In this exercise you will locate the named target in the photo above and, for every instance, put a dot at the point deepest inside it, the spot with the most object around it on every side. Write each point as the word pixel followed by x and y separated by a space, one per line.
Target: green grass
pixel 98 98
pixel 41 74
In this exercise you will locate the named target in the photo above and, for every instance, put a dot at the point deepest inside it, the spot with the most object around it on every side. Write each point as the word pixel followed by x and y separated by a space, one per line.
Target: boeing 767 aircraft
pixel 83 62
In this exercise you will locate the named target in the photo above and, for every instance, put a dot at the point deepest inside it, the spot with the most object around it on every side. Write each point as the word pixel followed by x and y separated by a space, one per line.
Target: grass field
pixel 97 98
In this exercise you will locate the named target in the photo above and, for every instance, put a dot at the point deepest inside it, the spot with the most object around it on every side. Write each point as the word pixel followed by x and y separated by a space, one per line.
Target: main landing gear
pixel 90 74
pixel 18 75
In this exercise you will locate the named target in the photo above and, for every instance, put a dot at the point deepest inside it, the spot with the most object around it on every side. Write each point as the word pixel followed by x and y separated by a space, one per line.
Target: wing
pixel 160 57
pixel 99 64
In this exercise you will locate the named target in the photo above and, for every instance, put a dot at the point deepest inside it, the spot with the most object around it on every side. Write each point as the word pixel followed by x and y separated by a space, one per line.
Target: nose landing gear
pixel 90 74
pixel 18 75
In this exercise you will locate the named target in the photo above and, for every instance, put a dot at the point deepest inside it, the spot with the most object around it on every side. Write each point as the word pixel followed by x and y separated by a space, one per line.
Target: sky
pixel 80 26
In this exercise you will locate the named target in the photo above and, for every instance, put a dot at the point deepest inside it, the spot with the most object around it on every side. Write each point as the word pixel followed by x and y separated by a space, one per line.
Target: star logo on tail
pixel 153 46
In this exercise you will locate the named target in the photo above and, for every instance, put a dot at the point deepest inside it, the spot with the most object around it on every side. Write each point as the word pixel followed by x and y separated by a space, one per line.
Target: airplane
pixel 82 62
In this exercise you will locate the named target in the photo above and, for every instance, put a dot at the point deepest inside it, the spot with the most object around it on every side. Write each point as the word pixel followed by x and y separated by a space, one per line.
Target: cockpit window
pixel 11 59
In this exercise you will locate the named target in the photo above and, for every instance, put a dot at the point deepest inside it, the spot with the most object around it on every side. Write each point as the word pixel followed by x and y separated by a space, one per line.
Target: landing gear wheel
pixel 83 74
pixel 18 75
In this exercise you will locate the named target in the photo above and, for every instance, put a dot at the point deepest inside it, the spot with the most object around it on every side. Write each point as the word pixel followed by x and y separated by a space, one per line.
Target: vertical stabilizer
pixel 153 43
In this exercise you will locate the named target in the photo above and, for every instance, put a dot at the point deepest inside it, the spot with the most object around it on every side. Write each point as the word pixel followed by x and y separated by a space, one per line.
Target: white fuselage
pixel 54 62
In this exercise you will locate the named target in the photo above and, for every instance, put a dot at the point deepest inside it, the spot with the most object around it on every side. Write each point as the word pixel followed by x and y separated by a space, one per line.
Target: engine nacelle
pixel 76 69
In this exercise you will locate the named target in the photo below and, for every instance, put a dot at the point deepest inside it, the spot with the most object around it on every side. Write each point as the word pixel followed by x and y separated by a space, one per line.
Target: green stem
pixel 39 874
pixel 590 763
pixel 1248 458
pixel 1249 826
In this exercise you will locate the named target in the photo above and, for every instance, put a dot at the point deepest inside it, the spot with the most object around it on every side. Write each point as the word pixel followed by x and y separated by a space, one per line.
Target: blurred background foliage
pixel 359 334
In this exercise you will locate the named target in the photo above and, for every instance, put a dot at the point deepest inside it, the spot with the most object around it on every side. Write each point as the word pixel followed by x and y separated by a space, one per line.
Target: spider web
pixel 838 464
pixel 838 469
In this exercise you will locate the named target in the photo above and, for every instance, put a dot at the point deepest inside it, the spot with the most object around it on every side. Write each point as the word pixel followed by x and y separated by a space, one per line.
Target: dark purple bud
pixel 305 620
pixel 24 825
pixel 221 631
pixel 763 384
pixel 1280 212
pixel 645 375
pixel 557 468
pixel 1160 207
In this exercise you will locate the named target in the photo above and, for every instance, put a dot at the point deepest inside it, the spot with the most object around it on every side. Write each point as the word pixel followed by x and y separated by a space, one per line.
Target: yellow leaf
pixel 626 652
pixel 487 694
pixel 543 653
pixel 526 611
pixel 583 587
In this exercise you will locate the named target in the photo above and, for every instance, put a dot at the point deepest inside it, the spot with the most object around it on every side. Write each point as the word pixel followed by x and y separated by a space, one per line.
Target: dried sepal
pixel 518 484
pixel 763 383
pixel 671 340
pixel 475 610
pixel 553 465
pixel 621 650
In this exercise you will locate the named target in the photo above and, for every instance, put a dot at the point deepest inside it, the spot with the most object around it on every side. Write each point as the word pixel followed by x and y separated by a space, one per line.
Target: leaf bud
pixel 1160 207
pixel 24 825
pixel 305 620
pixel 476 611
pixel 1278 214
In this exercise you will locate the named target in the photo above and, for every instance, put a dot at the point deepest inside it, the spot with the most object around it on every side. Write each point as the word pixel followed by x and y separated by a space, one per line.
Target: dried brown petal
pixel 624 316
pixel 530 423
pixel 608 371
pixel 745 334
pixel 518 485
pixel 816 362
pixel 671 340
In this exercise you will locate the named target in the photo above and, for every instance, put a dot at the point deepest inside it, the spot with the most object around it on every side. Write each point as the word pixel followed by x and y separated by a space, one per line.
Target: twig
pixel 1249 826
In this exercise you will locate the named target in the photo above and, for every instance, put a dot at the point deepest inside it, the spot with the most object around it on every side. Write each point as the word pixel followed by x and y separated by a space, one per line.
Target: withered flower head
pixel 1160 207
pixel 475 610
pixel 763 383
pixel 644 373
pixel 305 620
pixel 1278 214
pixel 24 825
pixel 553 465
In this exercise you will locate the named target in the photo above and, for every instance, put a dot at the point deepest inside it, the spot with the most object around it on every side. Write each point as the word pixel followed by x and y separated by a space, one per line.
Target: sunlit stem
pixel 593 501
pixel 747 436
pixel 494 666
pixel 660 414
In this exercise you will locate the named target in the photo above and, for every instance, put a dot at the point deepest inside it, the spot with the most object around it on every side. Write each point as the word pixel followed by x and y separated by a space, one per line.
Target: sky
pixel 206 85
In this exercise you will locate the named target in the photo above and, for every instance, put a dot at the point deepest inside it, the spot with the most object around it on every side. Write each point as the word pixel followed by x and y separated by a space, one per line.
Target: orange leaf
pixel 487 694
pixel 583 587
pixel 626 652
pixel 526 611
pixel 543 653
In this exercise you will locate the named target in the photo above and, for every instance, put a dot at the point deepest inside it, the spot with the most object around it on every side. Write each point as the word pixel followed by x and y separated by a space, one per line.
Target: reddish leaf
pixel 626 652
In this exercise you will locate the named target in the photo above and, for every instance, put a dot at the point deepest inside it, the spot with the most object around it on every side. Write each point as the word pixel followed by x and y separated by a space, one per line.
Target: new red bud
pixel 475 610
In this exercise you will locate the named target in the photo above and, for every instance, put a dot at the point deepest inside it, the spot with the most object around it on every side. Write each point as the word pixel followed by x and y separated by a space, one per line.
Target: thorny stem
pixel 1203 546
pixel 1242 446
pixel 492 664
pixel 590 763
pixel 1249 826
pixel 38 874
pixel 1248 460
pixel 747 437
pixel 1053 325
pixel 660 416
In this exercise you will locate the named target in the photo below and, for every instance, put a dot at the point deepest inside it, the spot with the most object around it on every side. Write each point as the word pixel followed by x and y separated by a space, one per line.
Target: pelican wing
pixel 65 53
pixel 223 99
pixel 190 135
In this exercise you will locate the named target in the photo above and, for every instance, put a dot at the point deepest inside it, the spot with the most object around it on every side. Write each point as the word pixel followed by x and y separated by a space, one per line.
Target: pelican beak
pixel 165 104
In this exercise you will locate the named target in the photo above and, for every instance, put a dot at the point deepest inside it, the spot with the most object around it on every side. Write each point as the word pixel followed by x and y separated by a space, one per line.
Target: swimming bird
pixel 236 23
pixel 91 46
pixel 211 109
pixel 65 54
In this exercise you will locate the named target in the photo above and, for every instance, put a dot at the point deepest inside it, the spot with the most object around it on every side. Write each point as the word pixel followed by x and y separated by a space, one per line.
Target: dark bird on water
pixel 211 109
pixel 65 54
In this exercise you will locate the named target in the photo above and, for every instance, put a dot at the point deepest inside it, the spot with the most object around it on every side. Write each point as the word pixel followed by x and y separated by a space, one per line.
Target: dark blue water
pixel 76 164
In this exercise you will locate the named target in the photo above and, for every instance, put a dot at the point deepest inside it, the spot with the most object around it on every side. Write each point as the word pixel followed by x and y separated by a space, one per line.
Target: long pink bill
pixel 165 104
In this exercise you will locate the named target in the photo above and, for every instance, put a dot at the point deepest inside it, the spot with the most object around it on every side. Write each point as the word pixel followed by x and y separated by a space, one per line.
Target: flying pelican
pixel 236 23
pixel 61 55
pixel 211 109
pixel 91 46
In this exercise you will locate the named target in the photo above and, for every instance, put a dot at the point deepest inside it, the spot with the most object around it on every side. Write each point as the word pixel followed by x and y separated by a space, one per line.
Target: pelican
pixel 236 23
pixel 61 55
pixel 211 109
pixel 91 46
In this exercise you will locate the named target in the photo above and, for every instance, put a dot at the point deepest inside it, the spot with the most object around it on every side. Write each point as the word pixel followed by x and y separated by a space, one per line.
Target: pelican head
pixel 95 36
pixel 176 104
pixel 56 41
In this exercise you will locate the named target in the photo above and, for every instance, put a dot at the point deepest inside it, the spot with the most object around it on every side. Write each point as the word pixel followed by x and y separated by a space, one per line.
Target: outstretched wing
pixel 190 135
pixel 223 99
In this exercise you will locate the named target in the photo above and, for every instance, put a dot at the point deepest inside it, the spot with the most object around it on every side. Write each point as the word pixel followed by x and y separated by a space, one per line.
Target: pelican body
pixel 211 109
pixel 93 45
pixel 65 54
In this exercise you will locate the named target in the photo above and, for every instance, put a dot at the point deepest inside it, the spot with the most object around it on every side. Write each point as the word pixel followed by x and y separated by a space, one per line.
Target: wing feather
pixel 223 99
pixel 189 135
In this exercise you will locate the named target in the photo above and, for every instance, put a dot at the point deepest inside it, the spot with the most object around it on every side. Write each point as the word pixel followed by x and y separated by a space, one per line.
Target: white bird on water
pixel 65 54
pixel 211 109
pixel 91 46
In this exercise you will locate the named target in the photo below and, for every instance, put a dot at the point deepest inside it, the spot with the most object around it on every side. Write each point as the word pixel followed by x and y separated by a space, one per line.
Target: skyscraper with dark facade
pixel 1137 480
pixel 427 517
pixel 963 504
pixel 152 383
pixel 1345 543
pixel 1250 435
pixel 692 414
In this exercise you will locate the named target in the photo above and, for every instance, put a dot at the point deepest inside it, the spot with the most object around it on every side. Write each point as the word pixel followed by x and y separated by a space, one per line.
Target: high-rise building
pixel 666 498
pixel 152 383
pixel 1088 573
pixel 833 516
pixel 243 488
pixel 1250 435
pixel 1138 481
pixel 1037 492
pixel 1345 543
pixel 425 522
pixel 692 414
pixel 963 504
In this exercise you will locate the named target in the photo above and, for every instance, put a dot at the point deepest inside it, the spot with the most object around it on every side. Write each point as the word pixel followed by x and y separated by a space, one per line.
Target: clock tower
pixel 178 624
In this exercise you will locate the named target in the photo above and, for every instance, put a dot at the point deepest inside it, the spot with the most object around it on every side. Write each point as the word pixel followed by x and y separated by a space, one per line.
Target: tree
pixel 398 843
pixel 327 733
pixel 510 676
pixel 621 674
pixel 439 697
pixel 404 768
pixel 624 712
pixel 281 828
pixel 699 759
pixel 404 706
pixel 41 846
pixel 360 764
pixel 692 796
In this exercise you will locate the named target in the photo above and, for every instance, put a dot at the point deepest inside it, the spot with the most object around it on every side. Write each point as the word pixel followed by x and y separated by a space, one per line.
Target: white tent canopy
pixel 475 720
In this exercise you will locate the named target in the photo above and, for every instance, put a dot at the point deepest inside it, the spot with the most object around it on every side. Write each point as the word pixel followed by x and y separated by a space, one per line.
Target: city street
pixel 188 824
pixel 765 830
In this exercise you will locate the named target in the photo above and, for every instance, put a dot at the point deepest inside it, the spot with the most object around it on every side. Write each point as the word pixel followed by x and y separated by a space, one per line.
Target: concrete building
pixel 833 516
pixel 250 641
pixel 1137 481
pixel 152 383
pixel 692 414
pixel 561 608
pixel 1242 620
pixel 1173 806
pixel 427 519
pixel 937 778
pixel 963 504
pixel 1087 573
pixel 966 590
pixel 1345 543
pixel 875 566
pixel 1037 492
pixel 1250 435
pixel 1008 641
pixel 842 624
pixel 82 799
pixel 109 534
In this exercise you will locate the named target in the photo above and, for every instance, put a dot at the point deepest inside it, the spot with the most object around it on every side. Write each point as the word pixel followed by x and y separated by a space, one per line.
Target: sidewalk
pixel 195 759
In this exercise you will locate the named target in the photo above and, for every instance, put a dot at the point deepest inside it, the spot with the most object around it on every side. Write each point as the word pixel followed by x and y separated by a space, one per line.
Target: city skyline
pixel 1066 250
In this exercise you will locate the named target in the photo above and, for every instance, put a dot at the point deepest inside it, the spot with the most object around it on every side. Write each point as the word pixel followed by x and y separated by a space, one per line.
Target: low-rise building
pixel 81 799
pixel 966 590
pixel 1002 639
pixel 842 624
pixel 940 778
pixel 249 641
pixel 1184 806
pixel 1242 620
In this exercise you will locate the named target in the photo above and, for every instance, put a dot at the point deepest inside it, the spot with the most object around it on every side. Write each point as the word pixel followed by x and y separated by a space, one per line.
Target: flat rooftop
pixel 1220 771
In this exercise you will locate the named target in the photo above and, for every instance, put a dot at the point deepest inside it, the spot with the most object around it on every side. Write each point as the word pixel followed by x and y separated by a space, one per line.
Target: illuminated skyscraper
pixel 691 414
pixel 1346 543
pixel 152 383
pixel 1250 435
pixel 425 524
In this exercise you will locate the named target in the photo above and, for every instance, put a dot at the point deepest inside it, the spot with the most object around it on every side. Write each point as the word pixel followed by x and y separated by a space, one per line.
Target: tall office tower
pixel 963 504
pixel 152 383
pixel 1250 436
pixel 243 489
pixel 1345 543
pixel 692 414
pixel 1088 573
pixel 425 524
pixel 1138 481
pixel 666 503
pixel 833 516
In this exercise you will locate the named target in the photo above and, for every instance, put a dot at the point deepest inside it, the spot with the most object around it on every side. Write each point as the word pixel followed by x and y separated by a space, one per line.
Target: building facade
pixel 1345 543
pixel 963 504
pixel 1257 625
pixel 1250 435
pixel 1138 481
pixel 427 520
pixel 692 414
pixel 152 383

━━━━━━━━━━━━━━━━━━━━

### Written request
Show every line of the records above that contains the word "white", copied in full.

### Full output
Target: white fuselage
Target: white bird on water
Target: white tent canopy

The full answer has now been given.